• [TASK REQUIREMENTS]: Isolate every line in the records below with "ridge" in it.

─── WORKING DATA

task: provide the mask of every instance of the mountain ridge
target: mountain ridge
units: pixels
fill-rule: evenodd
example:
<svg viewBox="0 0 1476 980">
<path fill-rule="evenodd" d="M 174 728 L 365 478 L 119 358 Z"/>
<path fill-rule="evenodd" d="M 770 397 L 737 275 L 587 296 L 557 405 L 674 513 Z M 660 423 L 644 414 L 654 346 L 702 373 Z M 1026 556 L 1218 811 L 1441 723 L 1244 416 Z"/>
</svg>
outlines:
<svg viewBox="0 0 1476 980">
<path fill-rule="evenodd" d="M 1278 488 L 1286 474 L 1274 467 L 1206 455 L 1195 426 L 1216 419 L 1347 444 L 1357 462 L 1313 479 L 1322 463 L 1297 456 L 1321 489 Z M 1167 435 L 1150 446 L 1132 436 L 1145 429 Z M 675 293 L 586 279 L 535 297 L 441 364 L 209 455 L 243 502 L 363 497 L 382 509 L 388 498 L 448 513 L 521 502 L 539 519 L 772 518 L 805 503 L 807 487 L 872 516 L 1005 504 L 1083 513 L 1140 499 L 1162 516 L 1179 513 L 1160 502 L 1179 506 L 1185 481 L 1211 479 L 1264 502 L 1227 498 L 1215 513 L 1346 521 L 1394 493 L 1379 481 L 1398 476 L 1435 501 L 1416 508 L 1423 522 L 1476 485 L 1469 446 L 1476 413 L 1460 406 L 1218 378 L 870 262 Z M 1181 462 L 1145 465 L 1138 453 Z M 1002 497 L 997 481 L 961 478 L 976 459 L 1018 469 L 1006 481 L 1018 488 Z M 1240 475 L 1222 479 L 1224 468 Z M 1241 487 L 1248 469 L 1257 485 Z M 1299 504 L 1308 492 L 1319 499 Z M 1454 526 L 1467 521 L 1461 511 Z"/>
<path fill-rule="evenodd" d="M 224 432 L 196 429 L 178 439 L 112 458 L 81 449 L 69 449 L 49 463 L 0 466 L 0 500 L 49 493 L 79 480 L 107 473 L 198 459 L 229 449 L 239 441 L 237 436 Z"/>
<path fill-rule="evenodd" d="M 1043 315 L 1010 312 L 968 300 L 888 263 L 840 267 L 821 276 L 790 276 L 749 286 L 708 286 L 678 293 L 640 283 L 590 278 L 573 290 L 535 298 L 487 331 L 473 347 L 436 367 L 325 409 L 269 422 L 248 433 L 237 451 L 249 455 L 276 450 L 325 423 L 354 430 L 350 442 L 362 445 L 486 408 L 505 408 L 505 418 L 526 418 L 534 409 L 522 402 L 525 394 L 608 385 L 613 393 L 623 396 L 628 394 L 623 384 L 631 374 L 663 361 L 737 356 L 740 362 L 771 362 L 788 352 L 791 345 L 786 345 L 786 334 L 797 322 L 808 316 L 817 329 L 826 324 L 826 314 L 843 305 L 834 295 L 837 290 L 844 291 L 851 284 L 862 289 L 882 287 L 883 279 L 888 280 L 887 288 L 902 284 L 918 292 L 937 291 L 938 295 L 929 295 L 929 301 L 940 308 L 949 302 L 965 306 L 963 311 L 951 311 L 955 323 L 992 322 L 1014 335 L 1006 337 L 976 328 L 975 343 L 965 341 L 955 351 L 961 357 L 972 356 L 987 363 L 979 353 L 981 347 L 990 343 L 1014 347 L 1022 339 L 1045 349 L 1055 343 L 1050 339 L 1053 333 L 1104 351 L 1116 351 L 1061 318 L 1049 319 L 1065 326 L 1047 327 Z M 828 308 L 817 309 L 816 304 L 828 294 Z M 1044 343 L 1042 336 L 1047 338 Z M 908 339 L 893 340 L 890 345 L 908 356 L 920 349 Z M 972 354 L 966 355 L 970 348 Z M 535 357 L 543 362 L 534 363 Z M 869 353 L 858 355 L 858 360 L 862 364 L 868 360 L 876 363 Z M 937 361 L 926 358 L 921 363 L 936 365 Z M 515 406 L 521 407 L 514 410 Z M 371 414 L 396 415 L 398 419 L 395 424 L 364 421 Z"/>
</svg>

──────

• [RESULT]:
task: provide the mask of every instance of the mountain ridge
target: mountain ridge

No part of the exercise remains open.